● Request
Extract each line of the records below that contains the word "blue".
==*==
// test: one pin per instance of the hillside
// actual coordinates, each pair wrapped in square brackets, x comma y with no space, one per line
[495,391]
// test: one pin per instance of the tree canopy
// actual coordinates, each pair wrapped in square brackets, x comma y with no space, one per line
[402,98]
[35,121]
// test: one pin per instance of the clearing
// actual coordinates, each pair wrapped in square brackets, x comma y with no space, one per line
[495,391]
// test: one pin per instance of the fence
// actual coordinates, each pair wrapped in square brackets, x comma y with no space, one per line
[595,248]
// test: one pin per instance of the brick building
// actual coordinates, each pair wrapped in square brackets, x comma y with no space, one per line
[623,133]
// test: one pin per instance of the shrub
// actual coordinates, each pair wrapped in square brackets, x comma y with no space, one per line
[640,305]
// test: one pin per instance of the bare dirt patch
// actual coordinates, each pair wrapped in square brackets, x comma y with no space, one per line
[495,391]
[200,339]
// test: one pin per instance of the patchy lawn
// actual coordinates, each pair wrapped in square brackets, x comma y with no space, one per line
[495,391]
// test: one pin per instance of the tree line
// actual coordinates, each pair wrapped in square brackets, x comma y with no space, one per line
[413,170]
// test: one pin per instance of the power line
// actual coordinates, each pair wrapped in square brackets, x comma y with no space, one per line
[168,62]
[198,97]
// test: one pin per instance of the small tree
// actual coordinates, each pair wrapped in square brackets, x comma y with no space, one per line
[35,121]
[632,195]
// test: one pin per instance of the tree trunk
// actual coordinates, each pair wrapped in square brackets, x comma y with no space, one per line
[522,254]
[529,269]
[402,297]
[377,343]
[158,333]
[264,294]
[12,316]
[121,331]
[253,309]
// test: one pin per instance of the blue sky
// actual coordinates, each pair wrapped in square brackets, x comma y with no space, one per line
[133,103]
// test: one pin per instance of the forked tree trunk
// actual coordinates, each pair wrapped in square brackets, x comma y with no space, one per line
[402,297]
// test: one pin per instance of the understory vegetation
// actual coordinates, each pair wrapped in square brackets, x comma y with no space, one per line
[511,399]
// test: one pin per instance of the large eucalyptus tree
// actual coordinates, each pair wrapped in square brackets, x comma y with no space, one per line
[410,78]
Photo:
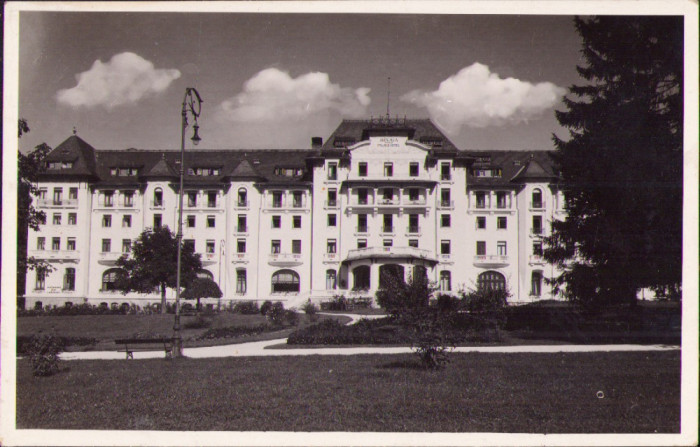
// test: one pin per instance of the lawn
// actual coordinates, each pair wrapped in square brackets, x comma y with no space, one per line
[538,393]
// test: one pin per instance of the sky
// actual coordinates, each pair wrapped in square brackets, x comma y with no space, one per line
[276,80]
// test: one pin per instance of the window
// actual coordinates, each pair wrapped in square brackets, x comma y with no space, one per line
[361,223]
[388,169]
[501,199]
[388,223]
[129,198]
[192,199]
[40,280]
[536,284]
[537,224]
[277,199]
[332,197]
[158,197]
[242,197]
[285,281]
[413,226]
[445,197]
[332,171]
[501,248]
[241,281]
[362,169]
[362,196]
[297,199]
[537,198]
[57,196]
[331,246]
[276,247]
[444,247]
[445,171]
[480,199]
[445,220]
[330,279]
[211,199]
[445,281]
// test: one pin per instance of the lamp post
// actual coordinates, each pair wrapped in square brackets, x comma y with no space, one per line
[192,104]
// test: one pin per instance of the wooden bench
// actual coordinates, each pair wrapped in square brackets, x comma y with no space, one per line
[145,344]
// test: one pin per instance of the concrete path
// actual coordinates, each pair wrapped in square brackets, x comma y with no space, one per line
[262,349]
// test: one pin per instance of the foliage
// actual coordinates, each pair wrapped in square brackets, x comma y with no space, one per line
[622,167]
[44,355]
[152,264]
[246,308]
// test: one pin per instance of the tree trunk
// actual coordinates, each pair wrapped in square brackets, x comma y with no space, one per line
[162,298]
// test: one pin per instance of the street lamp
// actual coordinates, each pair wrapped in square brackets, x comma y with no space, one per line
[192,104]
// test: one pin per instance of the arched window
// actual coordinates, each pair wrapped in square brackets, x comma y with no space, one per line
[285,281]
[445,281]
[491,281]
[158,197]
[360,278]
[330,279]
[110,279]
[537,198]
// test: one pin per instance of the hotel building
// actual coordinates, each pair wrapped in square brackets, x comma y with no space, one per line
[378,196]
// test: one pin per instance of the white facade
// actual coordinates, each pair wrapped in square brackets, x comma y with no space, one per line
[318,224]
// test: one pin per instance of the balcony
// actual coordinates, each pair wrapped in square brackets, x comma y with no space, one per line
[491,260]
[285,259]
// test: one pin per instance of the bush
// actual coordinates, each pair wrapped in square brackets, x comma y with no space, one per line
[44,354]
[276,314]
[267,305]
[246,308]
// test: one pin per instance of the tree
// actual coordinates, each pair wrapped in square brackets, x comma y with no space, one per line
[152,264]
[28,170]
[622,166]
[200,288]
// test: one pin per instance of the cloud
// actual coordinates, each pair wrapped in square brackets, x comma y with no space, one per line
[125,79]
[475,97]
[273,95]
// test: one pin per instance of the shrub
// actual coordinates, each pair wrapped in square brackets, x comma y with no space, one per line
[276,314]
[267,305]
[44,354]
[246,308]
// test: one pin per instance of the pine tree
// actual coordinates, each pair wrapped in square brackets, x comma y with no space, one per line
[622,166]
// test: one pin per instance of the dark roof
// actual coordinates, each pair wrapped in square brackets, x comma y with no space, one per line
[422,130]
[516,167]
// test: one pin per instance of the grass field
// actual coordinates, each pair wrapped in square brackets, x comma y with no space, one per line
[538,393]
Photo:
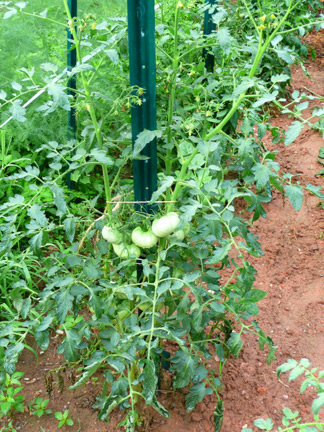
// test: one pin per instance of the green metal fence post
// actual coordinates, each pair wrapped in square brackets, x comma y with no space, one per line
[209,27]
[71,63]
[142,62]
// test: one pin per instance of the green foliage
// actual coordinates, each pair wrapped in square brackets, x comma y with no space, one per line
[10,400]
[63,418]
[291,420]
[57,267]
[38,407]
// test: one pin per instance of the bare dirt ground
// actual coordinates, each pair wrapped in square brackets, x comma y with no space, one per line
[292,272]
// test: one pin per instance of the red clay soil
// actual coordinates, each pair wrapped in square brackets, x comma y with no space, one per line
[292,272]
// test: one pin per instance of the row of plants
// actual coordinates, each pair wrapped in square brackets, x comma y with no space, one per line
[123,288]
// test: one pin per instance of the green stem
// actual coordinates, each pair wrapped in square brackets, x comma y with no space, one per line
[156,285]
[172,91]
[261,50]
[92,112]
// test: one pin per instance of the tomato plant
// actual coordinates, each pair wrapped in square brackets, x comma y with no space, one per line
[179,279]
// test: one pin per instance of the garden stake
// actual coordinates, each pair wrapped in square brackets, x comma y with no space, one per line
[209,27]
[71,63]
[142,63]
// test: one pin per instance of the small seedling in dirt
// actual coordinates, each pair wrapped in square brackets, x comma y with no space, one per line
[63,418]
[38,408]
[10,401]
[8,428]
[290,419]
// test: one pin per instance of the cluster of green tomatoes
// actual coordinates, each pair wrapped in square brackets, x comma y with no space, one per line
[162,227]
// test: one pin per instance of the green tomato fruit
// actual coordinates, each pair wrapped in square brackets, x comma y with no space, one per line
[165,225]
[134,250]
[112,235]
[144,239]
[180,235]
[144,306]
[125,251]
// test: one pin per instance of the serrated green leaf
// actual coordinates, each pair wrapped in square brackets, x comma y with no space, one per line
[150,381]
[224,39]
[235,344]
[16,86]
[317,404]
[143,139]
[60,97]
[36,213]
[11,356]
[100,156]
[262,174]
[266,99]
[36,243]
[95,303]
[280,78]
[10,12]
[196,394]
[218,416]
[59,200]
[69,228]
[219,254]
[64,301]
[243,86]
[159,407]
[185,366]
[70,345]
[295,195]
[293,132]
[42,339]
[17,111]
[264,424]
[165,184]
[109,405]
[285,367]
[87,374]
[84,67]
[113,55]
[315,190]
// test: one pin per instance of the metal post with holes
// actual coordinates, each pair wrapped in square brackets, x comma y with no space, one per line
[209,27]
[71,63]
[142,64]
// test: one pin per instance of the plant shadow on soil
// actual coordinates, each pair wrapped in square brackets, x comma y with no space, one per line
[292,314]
==*==
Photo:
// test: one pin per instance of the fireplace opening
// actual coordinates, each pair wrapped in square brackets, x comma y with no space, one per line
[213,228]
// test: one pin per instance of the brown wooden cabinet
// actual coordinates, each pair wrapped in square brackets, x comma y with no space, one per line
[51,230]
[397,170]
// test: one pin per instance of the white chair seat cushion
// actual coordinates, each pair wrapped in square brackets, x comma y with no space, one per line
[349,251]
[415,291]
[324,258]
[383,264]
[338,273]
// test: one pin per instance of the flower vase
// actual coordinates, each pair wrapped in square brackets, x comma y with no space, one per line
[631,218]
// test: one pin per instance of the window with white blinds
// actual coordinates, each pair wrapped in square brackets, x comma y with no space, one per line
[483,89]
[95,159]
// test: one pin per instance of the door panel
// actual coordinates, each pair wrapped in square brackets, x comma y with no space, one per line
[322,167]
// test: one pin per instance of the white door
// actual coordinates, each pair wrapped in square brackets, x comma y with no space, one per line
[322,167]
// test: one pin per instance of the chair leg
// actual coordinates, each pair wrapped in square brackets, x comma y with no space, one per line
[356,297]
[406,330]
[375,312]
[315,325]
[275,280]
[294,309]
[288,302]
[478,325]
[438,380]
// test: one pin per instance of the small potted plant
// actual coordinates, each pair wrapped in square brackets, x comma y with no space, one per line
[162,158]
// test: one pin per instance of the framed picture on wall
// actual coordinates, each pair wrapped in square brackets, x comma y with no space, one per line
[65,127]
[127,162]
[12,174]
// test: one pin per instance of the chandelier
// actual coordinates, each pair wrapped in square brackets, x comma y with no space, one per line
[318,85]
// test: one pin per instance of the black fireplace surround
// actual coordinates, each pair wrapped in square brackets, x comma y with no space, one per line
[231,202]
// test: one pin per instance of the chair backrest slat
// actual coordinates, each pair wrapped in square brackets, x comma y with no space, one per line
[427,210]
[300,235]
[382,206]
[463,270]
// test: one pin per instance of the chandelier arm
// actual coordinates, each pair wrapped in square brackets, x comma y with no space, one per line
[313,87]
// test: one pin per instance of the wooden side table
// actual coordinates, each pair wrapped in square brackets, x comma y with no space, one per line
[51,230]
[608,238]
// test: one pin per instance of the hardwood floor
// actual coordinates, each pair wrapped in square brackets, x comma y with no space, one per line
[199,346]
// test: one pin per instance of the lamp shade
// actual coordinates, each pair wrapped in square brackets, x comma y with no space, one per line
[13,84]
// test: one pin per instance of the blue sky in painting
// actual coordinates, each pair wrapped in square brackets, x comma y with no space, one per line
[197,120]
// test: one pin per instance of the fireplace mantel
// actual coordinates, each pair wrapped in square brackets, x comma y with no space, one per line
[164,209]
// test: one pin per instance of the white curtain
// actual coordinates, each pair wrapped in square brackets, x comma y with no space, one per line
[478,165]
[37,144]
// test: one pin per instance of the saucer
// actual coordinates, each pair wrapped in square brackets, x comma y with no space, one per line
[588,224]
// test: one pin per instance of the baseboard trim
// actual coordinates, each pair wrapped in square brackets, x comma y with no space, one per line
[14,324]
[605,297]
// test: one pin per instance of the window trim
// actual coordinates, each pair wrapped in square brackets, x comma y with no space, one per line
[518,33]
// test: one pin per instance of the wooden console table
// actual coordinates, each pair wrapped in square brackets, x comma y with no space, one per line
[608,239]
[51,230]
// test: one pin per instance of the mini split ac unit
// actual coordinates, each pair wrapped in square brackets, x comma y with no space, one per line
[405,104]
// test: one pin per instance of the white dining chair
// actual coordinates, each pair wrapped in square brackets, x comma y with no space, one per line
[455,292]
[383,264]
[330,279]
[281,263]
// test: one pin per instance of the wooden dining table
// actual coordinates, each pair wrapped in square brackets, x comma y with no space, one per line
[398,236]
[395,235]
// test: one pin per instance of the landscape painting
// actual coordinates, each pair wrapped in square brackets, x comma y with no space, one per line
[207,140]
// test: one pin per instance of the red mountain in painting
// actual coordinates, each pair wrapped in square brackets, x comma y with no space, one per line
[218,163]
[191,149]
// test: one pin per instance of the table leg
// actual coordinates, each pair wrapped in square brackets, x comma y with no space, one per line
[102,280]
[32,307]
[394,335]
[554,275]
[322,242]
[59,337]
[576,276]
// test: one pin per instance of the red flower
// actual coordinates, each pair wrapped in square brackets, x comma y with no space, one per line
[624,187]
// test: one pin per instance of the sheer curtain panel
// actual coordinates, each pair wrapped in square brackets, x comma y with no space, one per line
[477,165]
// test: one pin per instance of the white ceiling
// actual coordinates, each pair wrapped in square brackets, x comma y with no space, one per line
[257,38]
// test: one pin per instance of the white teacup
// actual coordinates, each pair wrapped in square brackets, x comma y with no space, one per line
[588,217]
==*==
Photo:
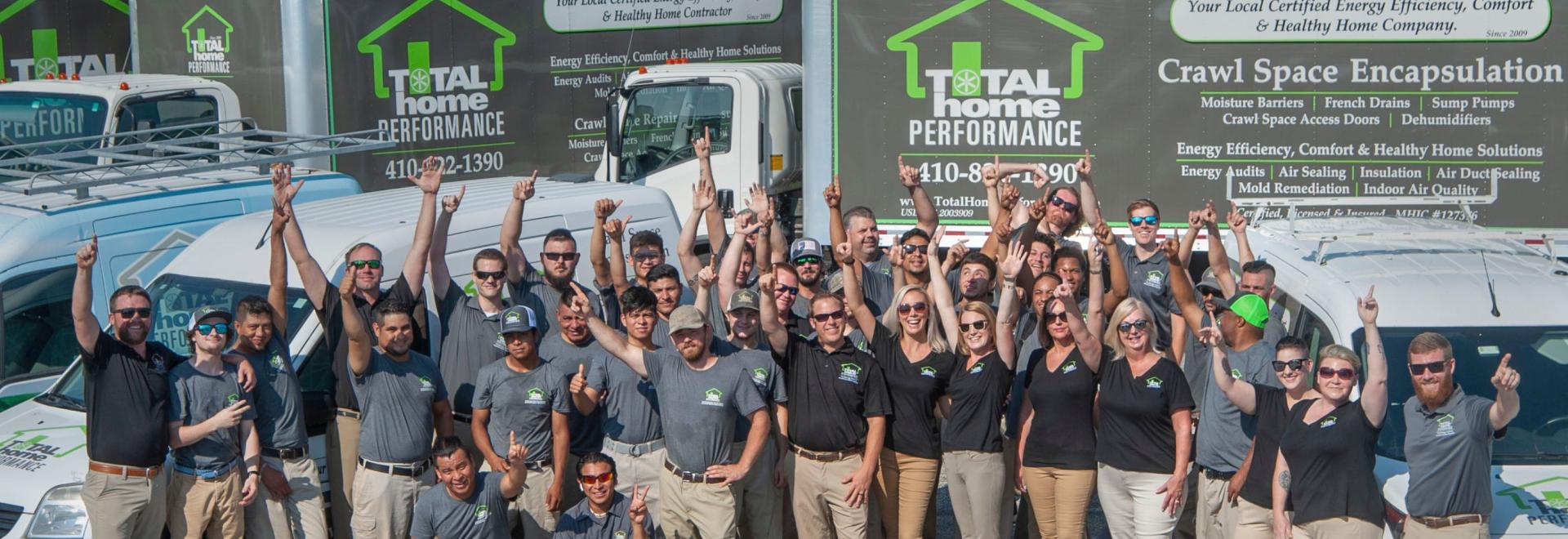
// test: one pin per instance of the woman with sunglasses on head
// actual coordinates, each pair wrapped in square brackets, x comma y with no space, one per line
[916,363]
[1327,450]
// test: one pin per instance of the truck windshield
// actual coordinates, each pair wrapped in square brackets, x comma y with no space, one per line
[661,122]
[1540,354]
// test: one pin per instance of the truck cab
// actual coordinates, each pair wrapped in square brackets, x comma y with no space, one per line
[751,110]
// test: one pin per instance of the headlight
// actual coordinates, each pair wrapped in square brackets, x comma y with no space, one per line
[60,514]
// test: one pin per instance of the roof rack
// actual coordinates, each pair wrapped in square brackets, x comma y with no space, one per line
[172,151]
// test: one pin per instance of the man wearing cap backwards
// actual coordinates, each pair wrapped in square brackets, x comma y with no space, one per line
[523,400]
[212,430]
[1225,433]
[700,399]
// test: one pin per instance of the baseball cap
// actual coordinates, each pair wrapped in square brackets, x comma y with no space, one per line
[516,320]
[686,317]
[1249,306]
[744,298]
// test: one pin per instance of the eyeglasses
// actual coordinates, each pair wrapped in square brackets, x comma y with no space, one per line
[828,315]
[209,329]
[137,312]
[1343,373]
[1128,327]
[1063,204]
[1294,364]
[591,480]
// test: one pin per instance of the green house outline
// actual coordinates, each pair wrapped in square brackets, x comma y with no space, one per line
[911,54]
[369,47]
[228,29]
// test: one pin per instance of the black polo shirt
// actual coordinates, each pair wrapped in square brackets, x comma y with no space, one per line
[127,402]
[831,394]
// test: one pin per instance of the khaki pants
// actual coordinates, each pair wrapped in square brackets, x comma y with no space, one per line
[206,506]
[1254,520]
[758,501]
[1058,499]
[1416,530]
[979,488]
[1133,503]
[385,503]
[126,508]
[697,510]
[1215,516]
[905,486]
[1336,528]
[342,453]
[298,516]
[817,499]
==*==
● The output
// test: one pin per instance of the blue sky
// test: one pin per instance of the blue sky in painting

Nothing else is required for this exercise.